Dataset records
○ ○ ○ ○

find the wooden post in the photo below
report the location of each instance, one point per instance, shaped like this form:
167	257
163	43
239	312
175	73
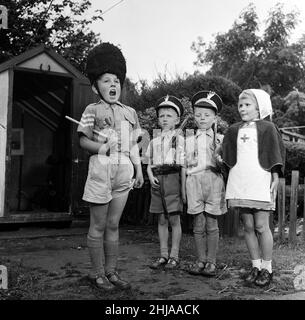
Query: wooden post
236	223
304	213
281	208
293	207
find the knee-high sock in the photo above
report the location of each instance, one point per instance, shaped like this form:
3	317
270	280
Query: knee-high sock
111	249
96	253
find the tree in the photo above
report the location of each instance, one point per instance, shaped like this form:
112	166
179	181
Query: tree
251	60
184	89
59	24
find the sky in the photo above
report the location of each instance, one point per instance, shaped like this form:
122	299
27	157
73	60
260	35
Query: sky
156	35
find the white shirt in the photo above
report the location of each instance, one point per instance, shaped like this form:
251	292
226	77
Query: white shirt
247	179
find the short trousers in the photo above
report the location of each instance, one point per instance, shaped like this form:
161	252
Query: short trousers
107	180
168	197
205	193
244	203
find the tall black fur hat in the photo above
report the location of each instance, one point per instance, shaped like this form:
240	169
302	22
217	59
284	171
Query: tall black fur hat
170	102
207	99
106	58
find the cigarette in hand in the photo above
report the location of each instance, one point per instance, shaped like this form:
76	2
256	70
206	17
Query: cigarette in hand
95	131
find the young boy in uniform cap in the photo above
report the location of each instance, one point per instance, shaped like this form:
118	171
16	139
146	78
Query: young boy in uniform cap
164	154
104	132
254	153
202	185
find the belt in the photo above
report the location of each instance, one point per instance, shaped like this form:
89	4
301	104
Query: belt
166	169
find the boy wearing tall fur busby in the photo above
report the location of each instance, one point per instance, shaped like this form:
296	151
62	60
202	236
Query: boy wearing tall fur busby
164	155
104	132
203	185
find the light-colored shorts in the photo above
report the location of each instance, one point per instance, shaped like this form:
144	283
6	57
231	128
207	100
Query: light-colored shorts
205	193
254	204
107	180
168	197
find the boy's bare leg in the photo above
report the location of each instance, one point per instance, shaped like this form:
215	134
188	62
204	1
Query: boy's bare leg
212	237
265	237
250	236
95	237
199	230
111	243
163	235
176	235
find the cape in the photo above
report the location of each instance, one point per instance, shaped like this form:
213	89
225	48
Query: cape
271	149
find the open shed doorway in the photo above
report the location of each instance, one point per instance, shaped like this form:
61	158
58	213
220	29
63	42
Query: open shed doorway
40	167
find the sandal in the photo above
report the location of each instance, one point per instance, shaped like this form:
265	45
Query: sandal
172	264
101	282
209	270
159	263
196	268
264	278
252	276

○ ○ ○ ○

Work required: Please repeat every item above line for line, leaving out the pictures.

Full answer:
find the wooden post in the photo below
report the location of each instance, one point per instance, shaped like this form:
167	257
163	43
239	312
175	73
Query: wooden post
236	223
304	213
281	208
293	207
find the knee-high sock in the photo above
report the location of each instance, one point per instance, shaped like this form:
3	317
270	280
Query: knee-high sock
111	249
96	253
find the tree in the photo above
report the location of each instance, one point per instance, shaped like this form:
112	166
179	181
Query: tree
251	60
184	89
59	24
find the sky in the photo above
report the location of each instance, one point per instance, shaped like this form:
122	299
27	157
73	60
260	35
Query: sky
156	35
find the white shirt in the photo above
report the location of each instance, one point per instance, shaped like this form:
251	292
226	77
Query: white shirt
247	179
find the short trousers in the photo above
report the location of each instance, one point per instance, shaped like this form:
161	252
Query: short trousers
107	180
168	197
205	193
244	203
find the tall black fur hat in the photo above
report the location of each instance, one point per instance, shaped like this form:
240	169
302	22
217	59
284	171
Query: tall black fur hat
170	102
207	99
106	58
find the cigarette in hand in the photo above
report the location of each instance, one point per instance, shaped like this form:
76	2
256	70
206	17
Query: cigarette in hand
95	131
find the young boy in uniform cap in the photo above
report the location of each instance, one point per instance, shaped like this form:
118	171
16	139
146	78
Query: young boy in uniform cap
164	154
104	132
254	153
202	185
find the belt in the photo above
report the location of each instance, one point per instance, shaped like this form:
89	4
301	104
Query: belt
166	169
find the boy wearing tall fur busby in the photo above
report the location of each instance, one point per instance, shaped like this form:
296	151
62	60
202	236
Query: boy wearing tall fur busby
164	155
104	132
203	185
find the light-colored shorts in the photo above
report the location of each instance, one point per instance, shaped like this form:
144	283
6	57
231	128
207	100
Query: light-colored shorts
205	193
254	204
107	180
168	197
find the boy's bare leg in the photo above
report the location of each instance, one point per instance, shaped like this form:
215	134
188	62
204	1
Query: boy's bare leg
212	237
265	237
250	236
95	237
199	230
111	243
163	235
176	235
find the cape in the photo above
report the location of each instance, one point per instance, shaped like this form:
213	89
225	48
Query: cape
271	149
find the open shed doorway in the photo above
report the location of each instance, one point per instance, shaped like this form:
61	158
58	213
220	29
63	42
Query: open shed doorway
40	167
find the sandal in the photo above
report the location of each instance, one point per instance, shaped like this form:
265	45
Query: sandal
172	264
101	282
209	270
159	263
196	268
264	278
252	276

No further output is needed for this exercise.